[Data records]

■ ■ ■

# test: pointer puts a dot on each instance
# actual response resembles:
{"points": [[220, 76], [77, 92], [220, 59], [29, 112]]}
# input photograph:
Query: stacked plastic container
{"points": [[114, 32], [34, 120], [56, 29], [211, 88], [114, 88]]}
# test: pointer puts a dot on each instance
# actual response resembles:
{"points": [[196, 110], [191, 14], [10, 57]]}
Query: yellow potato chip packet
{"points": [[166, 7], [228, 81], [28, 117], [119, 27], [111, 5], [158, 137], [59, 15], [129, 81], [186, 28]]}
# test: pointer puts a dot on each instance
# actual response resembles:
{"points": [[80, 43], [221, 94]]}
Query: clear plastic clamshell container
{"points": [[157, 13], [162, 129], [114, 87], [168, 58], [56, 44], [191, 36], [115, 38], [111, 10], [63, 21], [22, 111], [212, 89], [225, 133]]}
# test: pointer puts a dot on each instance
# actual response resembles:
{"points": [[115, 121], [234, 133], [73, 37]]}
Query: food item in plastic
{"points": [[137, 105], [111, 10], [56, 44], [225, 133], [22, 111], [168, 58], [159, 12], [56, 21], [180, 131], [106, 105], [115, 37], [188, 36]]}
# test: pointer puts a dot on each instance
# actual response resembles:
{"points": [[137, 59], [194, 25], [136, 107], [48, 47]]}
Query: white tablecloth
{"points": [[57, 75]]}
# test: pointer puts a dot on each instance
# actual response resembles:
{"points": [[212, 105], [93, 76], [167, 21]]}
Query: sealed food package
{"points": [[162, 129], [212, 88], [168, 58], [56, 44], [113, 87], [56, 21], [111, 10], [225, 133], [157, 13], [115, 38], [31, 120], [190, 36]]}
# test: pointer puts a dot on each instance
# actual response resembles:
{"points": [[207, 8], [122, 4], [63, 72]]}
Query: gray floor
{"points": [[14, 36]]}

■ ■ ■

THE PROBLEM:
Each line above should be copied exactly, with no line missing.

RESULT FOR THIS EXERCISE:
# test: pointer puts a dot on each instance
# actual response resembles:
{"points": [[220, 76], [77, 92], [220, 59], [29, 112]]}
# input photograph:
Query: stacked plastic container
{"points": [[114, 32], [34, 120], [56, 29], [211, 88], [114, 88]]}
# test: pointer puts a dot on each instance
# actual response resembles:
{"points": [[196, 110], [191, 14], [10, 57]]}
Query: yellow potato chip packet
{"points": [[166, 7], [228, 81], [28, 117], [119, 27], [111, 5], [158, 137], [59, 15], [129, 81], [186, 28]]}
# test: pointer puts a dot on each instance
# actual response resembles:
{"points": [[80, 43], [221, 94]]}
Query: clear plastic clamshell container
{"points": [[157, 13], [162, 129], [114, 87], [168, 58], [56, 44], [191, 36], [115, 38], [111, 10], [63, 21], [22, 111], [212, 89], [225, 133]]}
# test: pointer puts a dot on each instance
# actual response resembles:
{"points": [[115, 121], [234, 133], [73, 37]]}
Query: food item in plastic
{"points": [[137, 105], [111, 10], [56, 44], [225, 133], [22, 111], [168, 58], [159, 12], [56, 21], [180, 131], [106, 105], [115, 37], [188, 36]]}
# test: pointer puts a dot on each instance
# actual response resembles:
{"points": [[137, 59], [194, 25], [136, 107], [48, 47]]}
Query: white tablecloth
{"points": [[57, 75]]}
# test: pointer puts a dot on each instance
# actual response resembles:
{"points": [[212, 105], [93, 76], [167, 21]]}
Query: sealed food package
{"points": [[162, 129], [212, 88], [168, 58], [56, 44], [113, 87], [56, 21], [111, 10], [225, 133], [157, 13], [115, 38], [31, 120], [190, 36]]}
# test: pointer puts a dot on each instance
# actual response resembles:
{"points": [[207, 8], [122, 4], [63, 72]]}
Query: gray floor
{"points": [[14, 36]]}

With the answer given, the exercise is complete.